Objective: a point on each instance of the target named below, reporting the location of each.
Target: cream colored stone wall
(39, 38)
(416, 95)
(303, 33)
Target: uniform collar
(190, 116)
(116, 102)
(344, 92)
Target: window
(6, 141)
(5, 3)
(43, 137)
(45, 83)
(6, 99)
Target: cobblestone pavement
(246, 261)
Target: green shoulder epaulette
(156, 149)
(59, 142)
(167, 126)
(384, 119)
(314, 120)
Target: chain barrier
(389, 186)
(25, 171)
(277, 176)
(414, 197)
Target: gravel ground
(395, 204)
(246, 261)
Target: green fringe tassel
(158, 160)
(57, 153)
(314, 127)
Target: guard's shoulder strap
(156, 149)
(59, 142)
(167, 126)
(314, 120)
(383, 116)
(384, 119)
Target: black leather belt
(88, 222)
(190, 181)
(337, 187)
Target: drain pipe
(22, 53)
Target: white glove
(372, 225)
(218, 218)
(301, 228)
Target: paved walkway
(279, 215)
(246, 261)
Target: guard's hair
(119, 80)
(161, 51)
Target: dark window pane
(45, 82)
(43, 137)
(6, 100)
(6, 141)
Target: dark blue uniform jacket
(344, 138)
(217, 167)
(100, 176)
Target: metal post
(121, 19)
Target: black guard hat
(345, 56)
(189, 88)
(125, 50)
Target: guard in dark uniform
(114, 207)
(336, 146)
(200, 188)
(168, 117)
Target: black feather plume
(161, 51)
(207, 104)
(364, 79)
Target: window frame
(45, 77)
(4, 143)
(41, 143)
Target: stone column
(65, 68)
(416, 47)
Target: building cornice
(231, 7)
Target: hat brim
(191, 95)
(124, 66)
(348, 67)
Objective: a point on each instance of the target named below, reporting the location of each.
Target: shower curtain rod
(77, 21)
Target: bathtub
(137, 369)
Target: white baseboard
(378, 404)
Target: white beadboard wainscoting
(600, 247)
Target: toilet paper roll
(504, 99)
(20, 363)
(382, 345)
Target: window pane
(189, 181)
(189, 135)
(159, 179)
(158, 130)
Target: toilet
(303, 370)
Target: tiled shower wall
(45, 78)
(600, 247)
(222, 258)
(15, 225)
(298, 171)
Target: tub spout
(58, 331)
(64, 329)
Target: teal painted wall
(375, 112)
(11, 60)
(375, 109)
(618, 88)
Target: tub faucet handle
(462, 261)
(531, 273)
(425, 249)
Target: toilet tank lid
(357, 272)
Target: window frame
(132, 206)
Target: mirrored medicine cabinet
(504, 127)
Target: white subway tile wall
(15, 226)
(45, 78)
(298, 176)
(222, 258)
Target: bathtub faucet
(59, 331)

◇ ◇ ◇

Requirement: Every entry should be restated word for word.

Solved exercise:
Objective: a point on each instance of the target named below, reporting the location of each.
Target: cream colored stone wall
(39, 38)
(416, 95)
(303, 33)
Target: uniform collar
(190, 116)
(116, 102)
(344, 92)
Target: window
(6, 141)
(5, 3)
(43, 137)
(45, 83)
(6, 99)
Target: cobblestone pavement
(246, 261)
Target: green shoulder epaulette
(156, 149)
(59, 142)
(167, 126)
(384, 119)
(314, 120)
Target: chain barrier
(389, 186)
(25, 171)
(277, 176)
(414, 197)
Target: gravel ground
(395, 204)
(246, 261)
Target: green fringe tassel
(158, 160)
(57, 153)
(314, 127)
Target: guard's shoulder strap
(156, 149)
(59, 142)
(167, 126)
(314, 120)
(383, 116)
(384, 119)
Target: black leather belt
(88, 222)
(190, 181)
(337, 187)
Target: drain pipe
(22, 53)
Target: white glove
(372, 225)
(218, 218)
(301, 228)
Target: paved walkway
(279, 215)
(246, 261)
Target: guard's hair
(119, 80)
(161, 51)
Target: dark window pane
(45, 82)
(43, 137)
(6, 100)
(6, 141)
Target: dark blue uniform jacket
(344, 138)
(217, 167)
(100, 176)
Target: metal post
(121, 19)
Target: black guard hat
(345, 56)
(189, 88)
(125, 50)
Target: guard in dark uniform
(114, 207)
(336, 146)
(200, 188)
(168, 117)
Target: black feather plume
(161, 51)
(207, 104)
(364, 79)
Target: window frame
(45, 77)
(4, 143)
(41, 143)
Target: stone column
(65, 68)
(416, 47)
Target: building cornice
(231, 7)
Target: hat brim
(191, 95)
(124, 66)
(348, 67)
Objective: a point on each instance of the target named below, reporting the location of each.
Target: shower curtain rod
(77, 21)
Target: bathtub
(137, 369)
Target: white baseboard
(378, 404)
Target: white beadboard wainscoting
(600, 247)
Target: toilet paper roll
(504, 99)
(20, 363)
(382, 345)
Target: window pane
(189, 181)
(189, 135)
(159, 179)
(158, 130)
Target: toilet
(303, 370)
Target: tiled shower wall
(45, 78)
(600, 247)
(222, 258)
(15, 225)
(298, 171)
Target: tub spout
(58, 331)
(64, 329)
Target: teal painted wall
(375, 112)
(11, 60)
(375, 109)
(618, 88)
Target: tub faucet handle
(462, 261)
(531, 273)
(425, 249)
Target: toilet tank lid
(357, 272)
Target: window frame
(132, 206)
Target: mirrored medicine cabinet
(504, 127)
Target: white subway tile wall
(15, 226)
(45, 78)
(298, 176)
(222, 258)
Target: bathtub faucet
(59, 331)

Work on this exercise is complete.